(Data entries)
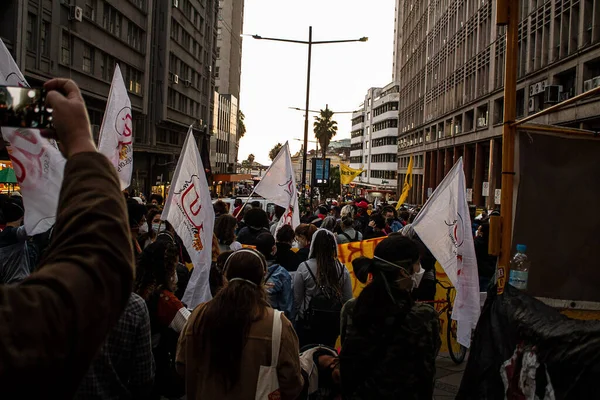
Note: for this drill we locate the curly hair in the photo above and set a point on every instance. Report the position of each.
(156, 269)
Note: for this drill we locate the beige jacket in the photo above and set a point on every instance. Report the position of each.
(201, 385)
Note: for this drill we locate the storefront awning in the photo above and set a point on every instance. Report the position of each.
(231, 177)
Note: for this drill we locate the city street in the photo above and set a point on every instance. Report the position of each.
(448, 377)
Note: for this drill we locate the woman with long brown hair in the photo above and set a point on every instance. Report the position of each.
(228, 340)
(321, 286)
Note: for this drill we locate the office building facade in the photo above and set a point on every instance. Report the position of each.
--
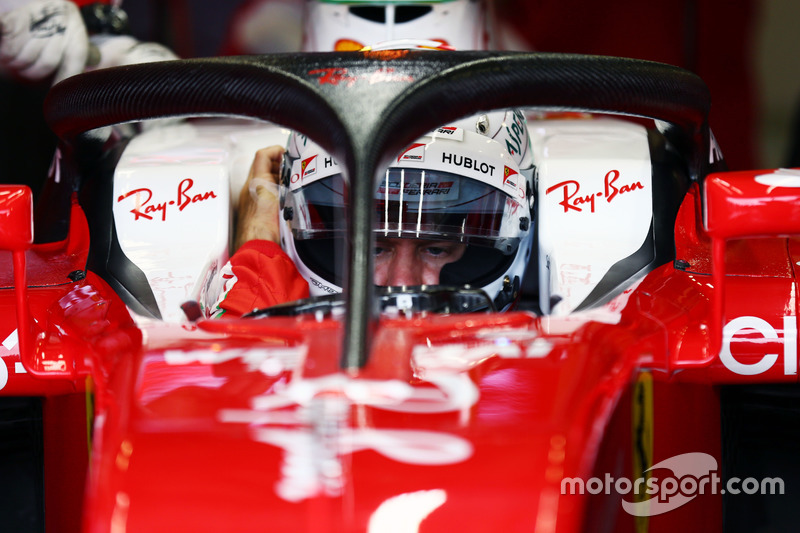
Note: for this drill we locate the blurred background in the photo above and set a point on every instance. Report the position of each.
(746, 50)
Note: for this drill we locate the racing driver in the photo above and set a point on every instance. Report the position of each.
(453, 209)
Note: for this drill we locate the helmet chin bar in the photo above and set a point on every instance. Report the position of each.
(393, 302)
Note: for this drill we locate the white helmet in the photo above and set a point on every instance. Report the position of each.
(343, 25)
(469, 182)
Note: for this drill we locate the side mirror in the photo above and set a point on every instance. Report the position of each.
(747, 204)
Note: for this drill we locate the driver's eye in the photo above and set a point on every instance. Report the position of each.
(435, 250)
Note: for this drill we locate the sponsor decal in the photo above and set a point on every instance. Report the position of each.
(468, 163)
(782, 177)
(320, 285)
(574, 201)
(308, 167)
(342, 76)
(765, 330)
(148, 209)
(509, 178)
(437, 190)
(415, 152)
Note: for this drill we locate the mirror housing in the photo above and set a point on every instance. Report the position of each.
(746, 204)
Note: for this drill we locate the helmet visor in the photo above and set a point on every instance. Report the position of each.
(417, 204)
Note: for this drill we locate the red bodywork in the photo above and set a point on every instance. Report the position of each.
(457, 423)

EXERCISE DESCRIPTION:
Transcribe the lines above between the line holding "Note: for this drill we locate the city" and the line holding "Note: for this drill we locate the office", inclusive, exactly as they stand and with nothing added.

SOLUTION TO THIS EXERCISE:
Note: for this drill we locate the city street in the photo above and set a point on every instance. Report the position of each.
(448, 377)
Note: for this drill we locate the woman with long brown hair in the photo above and set a point on every instance. Report the position of each.
(228, 340)
(321, 286)
Note: for this drill we locate the office building facade in the photo above and set a point on every instance. Report the position of each.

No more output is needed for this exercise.